Turn the records below into a Markdown table with two columns, Row and Line. Number each line in order and skip any blank lines.
+ + +
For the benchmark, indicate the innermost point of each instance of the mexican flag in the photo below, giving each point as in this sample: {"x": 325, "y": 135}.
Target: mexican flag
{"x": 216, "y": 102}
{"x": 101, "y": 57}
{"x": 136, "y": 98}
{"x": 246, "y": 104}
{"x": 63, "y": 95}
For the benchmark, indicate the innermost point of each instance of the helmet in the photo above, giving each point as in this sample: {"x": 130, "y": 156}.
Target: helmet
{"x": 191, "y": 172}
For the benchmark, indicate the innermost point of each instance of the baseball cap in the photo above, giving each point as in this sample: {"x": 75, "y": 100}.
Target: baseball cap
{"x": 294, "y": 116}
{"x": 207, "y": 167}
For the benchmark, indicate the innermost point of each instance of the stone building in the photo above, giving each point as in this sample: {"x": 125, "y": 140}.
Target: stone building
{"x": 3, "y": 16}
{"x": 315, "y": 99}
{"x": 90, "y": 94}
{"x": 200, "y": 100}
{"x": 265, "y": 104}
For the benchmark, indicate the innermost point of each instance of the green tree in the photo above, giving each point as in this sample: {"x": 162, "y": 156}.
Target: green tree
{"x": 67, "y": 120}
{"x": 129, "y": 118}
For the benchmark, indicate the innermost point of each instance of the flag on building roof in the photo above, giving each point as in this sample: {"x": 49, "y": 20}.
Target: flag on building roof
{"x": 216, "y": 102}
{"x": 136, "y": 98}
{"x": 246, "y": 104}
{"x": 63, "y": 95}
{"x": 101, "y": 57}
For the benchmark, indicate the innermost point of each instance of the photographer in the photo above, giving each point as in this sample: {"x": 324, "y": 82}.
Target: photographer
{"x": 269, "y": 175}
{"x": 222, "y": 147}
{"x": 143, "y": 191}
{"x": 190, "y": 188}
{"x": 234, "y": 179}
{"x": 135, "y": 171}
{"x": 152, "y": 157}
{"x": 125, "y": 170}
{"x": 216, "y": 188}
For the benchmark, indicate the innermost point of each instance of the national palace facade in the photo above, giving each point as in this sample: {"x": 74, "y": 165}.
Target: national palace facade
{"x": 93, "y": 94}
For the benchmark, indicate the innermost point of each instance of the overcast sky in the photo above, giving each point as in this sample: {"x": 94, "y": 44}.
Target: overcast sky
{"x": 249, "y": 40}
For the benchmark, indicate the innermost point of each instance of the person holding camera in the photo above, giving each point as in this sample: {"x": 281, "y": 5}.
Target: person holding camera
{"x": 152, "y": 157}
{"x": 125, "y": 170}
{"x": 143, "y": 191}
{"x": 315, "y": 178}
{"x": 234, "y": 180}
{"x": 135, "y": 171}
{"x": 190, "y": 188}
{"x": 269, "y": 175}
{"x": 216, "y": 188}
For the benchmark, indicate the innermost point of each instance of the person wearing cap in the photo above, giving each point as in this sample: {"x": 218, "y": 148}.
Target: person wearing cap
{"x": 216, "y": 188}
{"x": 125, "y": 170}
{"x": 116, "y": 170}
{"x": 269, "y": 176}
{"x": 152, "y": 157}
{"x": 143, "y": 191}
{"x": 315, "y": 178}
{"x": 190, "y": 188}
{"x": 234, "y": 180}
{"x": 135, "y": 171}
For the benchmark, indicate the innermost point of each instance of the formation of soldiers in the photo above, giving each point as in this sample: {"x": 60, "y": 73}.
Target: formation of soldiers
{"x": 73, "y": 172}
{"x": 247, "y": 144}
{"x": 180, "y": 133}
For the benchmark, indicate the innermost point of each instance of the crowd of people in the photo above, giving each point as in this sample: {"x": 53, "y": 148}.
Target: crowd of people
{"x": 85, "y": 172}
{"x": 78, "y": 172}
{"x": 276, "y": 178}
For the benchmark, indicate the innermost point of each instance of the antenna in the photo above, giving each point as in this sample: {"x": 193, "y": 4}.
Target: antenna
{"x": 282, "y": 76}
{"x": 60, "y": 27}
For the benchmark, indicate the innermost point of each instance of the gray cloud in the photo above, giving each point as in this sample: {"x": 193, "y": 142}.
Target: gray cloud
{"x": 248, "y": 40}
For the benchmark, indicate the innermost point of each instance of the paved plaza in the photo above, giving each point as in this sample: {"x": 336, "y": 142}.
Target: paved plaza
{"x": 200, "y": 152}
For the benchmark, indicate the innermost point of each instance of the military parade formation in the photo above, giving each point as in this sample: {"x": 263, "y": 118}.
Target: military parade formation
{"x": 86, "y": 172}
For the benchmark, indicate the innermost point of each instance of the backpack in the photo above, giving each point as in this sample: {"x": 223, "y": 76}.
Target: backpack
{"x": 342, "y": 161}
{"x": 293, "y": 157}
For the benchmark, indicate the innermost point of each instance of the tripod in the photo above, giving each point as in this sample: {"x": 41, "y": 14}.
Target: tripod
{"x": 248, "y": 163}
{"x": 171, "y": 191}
+ + +
FULL RESPONSE >>
| Row | Line |
|---|---|
| 1 | For the benchmark, indicate the innermost point of each instance of the mexican flag in the photo below, giving each point as in this sample: {"x": 325, "y": 135}. |
| 2 | Target: mexican flag |
| 3 | {"x": 216, "y": 102} |
| 4 | {"x": 101, "y": 57} |
| 5 | {"x": 136, "y": 98} |
| 6 | {"x": 246, "y": 104} |
| 7 | {"x": 63, "y": 95} |
| 8 | For the benchmark, indicate the innermost point of each instance of the helmet in the photo above, giving each point as in this sample: {"x": 130, "y": 156}. |
| 9 | Target: helmet |
| 10 | {"x": 191, "y": 172} |
| 11 | For the benchmark, indicate the innermost point of each instance of the baseball cap in the photo above, giving each point as in this sample: {"x": 75, "y": 100}. |
| 12 | Target: baseball cap |
| 13 | {"x": 294, "y": 116} |
| 14 | {"x": 207, "y": 167} |
| 15 | For the benchmark, indicate the innermost point of each instance of the stone building in the photo above, giving each point as in this sample: {"x": 125, "y": 140}. |
| 16 | Target: stone building |
| 17 | {"x": 3, "y": 16} |
| 18 | {"x": 315, "y": 99} |
| 19 | {"x": 90, "y": 94} |
| 20 | {"x": 200, "y": 100} |
| 21 | {"x": 265, "y": 104} |
| 22 | For the benchmark, indicate the innermost point of each instance of the green tree in the photo above, giving each point as in this sample: {"x": 162, "y": 156}. |
| 23 | Target: green tree |
| 24 | {"x": 67, "y": 120} |
| 25 | {"x": 129, "y": 118} |
| 26 | For the benchmark, indicate the innermost point of each instance of the flag on building roof in the photo above, giving each point as in this sample: {"x": 49, "y": 20}. |
| 27 | Target: flag on building roof |
| 28 | {"x": 216, "y": 102} |
| 29 | {"x": 136, "y": 98} |
| 30 | {"x": 246, "y": 104} |
| 31 | {"x": 63, "y": 95} |
| 32 | {"x": 101, "y": 57} |
| 33 | For the benchmark, indicate the innermost point of each instance of the photographer in the photo above, giving each point as in this sample: {"x": 324, "y": 82}. |
| 34 | Target: photographer |
| 35 | {"x": 269, "y": 175} |
| 36 | {"x": 222, "y": 147} |
| 37 | {"x": 143, "y": 191} |
| 38 | {"x": 190, "y": 188} |
| 39 | {"x": 234, "y": 179} |
| 40 | {"x": 135, "y": 171} |
| 41 | {"x": 152, "y": 157} |
| 42 | {"x": 125, "y": 170} |
| 43 | {"x": 216, "y": 188} |
| 44 | For the benchmark, indicate the innermost point of each instance of the national palace facade in the photo above, giving each point as in this sample: {"x": 74, "y": 165}. |
| 45 | Target: national palace facade |
| 46 | {"x": 93, "y": 94} |
| 47 | For the benchmark, indicate the innermost point of each instance of the overcast sky in the photo above, giving each point as in this sample: {"x": 94, "y": 44}. |
| 48 | Target: overcast sky |
| 49 | {"x": 249, "y": 40} |
| 50 | For the benchmark, indicate the innermost point of each instance of the person holding camera in the photo above, giving each point as in this sample: {"x": 281, "y": 5}. |
| 51 | Target: person holding camera |
| 52 | {"x": 152, "y": 157} |
| 53 | {"x": 125, "y": 170} |
| 54 | {"x": 143, "y": 191} |
| 55 | {"x": 315, "y": 178} |
| 56 | {"x": 234, "y": 180} |
| 57 | {"x": 135, "y": 171} |
| 58 | {"x": 190, "y": 188} |
| 59 | {"x": 269, "y": 175} |
| 60 | {"x": 216, "y": 188} |
| 61 | For the benchmark, indicate the innermost point of each instance of the person wearing cap in the photo above, giving each point as in this sample: {"x": 218, "y": 148}. |
| 62 | Target: person wearing cap |
| 63 | {"x": 216, "y": 188} |
| 64 | {"x": 125, "y": 170} |
| 65 | {"x": 116, "y": 170} |
| 66 | {"x": 269, "y": 176} |
| 67 | {"x": 152, "y": 157} |
| 68 | {"x": 143, "y": 191} |
| 69 | {"x": 315, "y": 178} |
| 70 | {"x": 190, "y": 188} |
| 71 | {"x": 234, "y": 180} |
| 72 | {"x": 135, "y": 171} |
| 73 | For the benchmark, indicate the innermost point of each instance of the formation of soldiers in the photo above, giving each point as in this sample: {"x": 60, "y": 73}. |
| 74 | Target: formation of soldiers |
| 75 | {"x": 73, "y": 172} |
| 76 | {"x": 247, "y": 144} |
| 77 | {"x": 180, "y": 133} |
| 78 | For the benchmark, indicate the innermost point of each instance of the crowd of people in the photo above, giving each point as in this sample: {"x": 53, "y": 148}. |
| 79 | Target: crowd of people |
| 80 | {"x": 85, "y": 172} |
| 81 | {"x": 78, "y": 172} |
| 82 | {"x": 276, "y": 178} |
| 83 | For the benchmark, indicate the innermost point of each instance of the antenna in the photo above, giving each point as in this sample: {"x": 193, "y": 4}. |
| 84 | Target: antenna |
| 85 | {"x": 282, "y": 76} |
| 86 | {"x": 60, "y": 27} |
| 87 | For the benchmark, indicate the innermost point of each instance of the gray cloud in the photo above, giving each point as in this sample: {"x": 193, "y": 142}. |
| 88 | Target: gray cloud |
| 89 | {"x": 248, "y": 40} |
| 90 | For the benchmark, indicate the innermost point of each instance of the paved plaza in the photo above, giving each point as in this sample: {"x": 336, "y": 142}. |
| 91 | Target: paved plaza |
| 92 | {"x": 200, "y": 152} |
| 93 | For the benchmark, indicate the innermost point of each instance of the military parade formation in the photo above, giving each point as in this sample: {"x": 263, "y": 118}. |
| 94 | Target: military parade formation |
| 95 | {"x": 86, "y": 172} |
| 96 | For the benchmark, indicate the innermost point of each instance of the backpack in the photo above, giving each point as in this sample: {"x": 223, "y": 76}. |
| 97 | Target: backpack |
| 98 | {"x": 342, "y": 161} |
| 99 | {"x": 293, "y": 157} |
| 100 | For the benchmark, indicate the innermost point of each instance of the tripod in the photo above, giving each point as in this sample: {"x": 41, "y": 14}. |
| 101 | Target: tripod |
| 102 | {"x": 248, "y": 163} |
| 103 | {"x": 171, "y": 191} |